Actually, I think something like this could be useful for all the
output backends for reordering.

> In that case, the following suggestions seem to me to be feasible:
> 
> 1. A new \X'ps: ...' command like
>    \X'ps: pagenumformat F' where F may be as in troff .af, namely
>    1 001 i I a A
> 
>    This would at least require the void ps_printer::begin_page(int n)
>    function (above) to be re-written so that the formatting of n
>    is done by a different routing (capable of achieving format F)
>    instead of itoa(n).
> 
> 2. A new X'ps: ...' command like
>    \X'ps: pagelabel F text' where F is as above and "text" is
>    whatever the user wants (e.g. TOC, Author Index, Bibliography ... ).
>    This could presumably be used instead of or in addition to the
>    suggestion in (1).
> 
>    This would require an additional re-writing of the function
>    ps_printer::begin_page(int n) to be something like
>    ps_printer::begin_page(int n, char *F, char *text)
>    with appropriate support code.
> 
> Meanwhile, I think for practical purposes it should not be too
> difficult to simply do what you are now doing, namely determining
> independently what page-numbers correspond to the different classes,
> and using say pstops to extract these when the page-list is submitted
> via an argument to pstops.
----------
WHAT YOU WILL DO:
[1] In the message about page numbering, which tool is proposed for extracting pages once their numbers are known?
[2] Repeat word for word the part of the page-numbering message from "Actually, I think" to "instead of itoa(n).".
The material after this text was drawn from a different source.
----------
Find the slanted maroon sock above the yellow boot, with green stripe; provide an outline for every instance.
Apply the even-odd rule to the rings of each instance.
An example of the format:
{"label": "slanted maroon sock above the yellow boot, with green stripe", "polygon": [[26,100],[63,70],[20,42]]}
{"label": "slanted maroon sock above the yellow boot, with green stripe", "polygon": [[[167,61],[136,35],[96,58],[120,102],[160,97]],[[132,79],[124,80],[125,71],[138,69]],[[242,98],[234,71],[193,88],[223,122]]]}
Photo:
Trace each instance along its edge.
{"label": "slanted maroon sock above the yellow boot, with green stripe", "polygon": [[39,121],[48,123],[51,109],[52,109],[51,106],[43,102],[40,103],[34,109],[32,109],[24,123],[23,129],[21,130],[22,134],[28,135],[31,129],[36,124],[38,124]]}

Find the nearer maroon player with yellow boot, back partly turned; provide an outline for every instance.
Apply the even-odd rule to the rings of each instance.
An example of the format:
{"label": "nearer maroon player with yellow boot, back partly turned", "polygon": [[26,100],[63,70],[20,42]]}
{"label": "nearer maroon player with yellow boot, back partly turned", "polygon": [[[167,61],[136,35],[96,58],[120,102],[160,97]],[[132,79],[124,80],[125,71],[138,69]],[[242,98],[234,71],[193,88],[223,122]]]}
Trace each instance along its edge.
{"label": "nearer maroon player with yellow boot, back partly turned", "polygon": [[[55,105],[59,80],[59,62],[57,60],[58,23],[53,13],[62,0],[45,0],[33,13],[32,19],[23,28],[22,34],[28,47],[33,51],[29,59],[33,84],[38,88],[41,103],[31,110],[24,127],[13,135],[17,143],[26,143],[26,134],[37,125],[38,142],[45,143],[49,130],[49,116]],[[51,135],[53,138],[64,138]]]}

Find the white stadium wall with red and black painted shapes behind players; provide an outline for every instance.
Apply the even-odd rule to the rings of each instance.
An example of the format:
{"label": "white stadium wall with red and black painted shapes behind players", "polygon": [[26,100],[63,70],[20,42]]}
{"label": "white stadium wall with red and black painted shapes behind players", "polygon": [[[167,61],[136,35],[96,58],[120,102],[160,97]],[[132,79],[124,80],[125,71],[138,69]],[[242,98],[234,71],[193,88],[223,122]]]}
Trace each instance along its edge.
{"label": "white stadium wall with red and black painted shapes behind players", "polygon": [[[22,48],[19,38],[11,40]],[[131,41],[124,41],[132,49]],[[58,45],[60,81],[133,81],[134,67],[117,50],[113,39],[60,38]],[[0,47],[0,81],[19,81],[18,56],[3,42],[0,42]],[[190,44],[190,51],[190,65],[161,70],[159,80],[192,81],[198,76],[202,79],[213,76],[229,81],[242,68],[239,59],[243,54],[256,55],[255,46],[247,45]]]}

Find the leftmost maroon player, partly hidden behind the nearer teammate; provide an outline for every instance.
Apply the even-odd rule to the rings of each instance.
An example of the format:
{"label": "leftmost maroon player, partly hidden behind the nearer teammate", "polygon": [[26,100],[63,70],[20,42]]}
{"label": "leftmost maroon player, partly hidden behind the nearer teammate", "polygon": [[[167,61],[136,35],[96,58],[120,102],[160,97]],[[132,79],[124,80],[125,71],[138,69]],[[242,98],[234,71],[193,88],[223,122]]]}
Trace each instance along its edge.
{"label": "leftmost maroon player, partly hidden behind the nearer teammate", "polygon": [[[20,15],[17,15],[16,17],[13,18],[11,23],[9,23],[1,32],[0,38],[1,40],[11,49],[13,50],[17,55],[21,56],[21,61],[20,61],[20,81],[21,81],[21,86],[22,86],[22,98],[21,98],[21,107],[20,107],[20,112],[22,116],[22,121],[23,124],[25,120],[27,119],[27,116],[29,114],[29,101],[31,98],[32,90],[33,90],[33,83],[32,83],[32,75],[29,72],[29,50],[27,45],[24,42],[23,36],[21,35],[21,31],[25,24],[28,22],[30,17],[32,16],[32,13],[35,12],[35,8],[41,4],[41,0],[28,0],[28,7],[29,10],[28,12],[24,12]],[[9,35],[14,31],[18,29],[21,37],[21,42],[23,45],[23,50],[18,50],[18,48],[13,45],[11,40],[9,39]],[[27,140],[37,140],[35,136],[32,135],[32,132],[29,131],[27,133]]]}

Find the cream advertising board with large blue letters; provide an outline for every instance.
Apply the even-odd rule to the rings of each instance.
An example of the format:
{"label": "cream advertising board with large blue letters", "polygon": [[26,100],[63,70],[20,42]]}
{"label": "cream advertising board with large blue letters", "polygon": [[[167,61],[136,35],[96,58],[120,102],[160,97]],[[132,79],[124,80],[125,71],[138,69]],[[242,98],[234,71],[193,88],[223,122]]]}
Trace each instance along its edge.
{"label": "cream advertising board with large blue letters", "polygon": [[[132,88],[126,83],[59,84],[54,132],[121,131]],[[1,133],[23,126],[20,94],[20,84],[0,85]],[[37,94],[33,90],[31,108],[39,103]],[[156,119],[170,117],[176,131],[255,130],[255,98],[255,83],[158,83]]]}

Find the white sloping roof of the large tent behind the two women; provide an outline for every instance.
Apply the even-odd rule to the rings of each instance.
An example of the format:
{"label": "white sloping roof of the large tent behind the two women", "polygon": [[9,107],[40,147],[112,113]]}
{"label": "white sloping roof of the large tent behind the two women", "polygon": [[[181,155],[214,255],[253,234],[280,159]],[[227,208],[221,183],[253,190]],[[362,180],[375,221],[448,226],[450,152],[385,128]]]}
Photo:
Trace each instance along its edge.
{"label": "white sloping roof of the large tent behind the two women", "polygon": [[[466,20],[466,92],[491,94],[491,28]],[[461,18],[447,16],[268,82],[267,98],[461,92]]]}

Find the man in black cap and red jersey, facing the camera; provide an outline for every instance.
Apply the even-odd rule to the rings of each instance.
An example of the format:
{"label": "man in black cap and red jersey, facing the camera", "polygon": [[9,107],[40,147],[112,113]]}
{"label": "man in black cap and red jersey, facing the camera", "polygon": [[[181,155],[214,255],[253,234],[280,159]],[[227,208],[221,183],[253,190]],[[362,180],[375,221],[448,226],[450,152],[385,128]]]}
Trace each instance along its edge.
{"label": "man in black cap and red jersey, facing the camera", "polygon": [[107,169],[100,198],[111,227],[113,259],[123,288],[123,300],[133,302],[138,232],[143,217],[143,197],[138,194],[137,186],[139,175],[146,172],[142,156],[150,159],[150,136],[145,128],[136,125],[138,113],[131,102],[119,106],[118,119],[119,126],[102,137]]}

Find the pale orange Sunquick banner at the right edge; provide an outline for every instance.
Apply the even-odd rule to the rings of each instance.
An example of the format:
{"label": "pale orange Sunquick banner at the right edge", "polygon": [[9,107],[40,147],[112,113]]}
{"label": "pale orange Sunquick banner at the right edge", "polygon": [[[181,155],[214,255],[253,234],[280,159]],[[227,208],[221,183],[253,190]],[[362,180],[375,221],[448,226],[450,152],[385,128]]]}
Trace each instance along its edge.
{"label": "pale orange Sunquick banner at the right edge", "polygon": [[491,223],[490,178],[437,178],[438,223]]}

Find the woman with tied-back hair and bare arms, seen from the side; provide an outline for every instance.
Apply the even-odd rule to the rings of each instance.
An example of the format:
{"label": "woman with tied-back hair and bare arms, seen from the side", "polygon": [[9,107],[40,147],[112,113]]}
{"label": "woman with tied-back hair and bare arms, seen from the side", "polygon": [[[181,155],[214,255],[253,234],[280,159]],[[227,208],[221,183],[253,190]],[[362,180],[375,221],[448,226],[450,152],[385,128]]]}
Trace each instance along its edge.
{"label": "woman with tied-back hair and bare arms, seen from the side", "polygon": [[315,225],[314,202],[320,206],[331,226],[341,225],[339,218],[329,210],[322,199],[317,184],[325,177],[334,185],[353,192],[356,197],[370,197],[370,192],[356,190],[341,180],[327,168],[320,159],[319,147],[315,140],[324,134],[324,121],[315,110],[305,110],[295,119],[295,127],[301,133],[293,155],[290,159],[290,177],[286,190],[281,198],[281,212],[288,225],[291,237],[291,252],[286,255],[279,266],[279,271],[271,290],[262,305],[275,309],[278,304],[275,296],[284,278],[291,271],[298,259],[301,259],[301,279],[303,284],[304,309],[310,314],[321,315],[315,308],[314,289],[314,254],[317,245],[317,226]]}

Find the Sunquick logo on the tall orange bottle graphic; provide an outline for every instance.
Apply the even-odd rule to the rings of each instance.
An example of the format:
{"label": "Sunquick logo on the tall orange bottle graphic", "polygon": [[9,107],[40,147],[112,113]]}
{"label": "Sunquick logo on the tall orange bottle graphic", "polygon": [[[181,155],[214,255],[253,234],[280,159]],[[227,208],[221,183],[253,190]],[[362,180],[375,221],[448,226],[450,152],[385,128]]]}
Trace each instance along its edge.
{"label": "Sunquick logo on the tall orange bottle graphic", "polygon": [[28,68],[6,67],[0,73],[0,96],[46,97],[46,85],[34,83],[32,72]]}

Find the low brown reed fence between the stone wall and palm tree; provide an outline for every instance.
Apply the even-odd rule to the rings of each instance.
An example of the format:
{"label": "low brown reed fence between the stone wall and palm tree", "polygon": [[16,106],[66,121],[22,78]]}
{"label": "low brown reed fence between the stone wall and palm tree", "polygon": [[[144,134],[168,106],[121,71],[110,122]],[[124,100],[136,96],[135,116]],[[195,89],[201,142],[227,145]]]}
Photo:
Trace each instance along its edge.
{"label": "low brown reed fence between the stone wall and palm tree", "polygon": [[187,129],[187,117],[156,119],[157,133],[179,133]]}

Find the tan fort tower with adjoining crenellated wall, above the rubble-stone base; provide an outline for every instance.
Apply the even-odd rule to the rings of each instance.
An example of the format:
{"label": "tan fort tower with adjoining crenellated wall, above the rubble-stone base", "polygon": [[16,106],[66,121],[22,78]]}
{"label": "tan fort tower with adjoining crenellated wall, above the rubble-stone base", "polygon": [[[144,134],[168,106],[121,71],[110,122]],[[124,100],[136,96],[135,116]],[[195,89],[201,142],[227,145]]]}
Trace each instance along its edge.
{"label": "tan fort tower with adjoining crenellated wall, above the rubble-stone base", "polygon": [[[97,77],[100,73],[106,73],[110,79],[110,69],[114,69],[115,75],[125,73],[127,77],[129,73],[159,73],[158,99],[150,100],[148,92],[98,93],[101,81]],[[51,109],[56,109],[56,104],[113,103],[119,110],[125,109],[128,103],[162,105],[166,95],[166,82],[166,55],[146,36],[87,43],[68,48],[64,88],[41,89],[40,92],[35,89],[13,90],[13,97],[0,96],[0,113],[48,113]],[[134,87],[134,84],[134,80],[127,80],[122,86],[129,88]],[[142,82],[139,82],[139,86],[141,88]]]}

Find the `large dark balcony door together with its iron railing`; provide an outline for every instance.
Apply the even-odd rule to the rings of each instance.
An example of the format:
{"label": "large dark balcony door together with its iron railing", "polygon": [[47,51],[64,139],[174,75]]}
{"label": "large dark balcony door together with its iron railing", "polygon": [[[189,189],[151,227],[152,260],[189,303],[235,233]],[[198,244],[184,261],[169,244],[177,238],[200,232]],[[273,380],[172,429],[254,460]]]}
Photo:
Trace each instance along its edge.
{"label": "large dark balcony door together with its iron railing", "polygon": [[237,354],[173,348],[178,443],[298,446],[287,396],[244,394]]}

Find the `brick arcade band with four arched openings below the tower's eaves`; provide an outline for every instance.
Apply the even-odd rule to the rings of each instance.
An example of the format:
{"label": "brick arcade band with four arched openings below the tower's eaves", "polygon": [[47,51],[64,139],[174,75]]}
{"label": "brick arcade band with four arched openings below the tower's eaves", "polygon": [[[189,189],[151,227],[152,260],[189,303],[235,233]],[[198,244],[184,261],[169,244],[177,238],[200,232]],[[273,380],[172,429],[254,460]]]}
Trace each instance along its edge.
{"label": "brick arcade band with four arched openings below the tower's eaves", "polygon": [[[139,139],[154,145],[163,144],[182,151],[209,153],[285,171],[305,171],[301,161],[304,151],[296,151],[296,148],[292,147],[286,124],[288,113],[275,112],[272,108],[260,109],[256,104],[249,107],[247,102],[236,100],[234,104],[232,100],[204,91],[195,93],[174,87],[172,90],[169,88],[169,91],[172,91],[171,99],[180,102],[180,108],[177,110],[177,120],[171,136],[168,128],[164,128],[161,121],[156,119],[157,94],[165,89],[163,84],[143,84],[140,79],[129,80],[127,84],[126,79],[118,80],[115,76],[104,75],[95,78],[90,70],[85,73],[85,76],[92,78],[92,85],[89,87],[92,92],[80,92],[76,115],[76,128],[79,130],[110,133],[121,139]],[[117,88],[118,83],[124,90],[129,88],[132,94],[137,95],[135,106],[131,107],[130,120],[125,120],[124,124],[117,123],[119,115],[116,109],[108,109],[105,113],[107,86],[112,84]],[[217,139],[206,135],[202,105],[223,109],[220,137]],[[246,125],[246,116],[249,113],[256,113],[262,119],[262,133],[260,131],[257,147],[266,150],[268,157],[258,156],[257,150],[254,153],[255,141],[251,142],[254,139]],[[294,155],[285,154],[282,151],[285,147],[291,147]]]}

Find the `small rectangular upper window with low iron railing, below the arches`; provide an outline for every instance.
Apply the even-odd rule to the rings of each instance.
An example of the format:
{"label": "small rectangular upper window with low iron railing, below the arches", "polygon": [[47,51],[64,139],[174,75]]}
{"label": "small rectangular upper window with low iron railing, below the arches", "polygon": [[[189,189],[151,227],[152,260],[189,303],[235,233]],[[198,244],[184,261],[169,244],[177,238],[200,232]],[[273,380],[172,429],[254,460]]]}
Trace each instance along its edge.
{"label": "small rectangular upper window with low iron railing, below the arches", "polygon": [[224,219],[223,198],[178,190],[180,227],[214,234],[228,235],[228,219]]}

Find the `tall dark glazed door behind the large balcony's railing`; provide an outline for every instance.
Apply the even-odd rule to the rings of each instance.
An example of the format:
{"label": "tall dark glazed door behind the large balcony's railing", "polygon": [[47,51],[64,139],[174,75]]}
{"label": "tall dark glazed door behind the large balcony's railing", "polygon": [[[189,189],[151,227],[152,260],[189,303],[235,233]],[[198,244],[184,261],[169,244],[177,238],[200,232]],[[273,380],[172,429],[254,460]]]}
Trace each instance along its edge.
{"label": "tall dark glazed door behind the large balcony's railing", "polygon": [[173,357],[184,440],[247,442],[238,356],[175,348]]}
----------
OUTPUTS IN ORDER:
[1] pstops

[2]
Actually, I think something like this could be useful for all the
output backends for reordering.

> In that case, the following suggestions seem to me to be feasible:
> 
> 1. A new \X'ps: ...' command like
>    \X'ps: pagenumformat F' where F may be as in troff .af, namely
>    1 001 i I a A
> 
>    This would at least require the void ps_printer::begin_page(int n)
>    function (above) to be re-written so that the formatting of n
>    is done by a different routing (capable of achieving format F)
>    instead of itoa(n).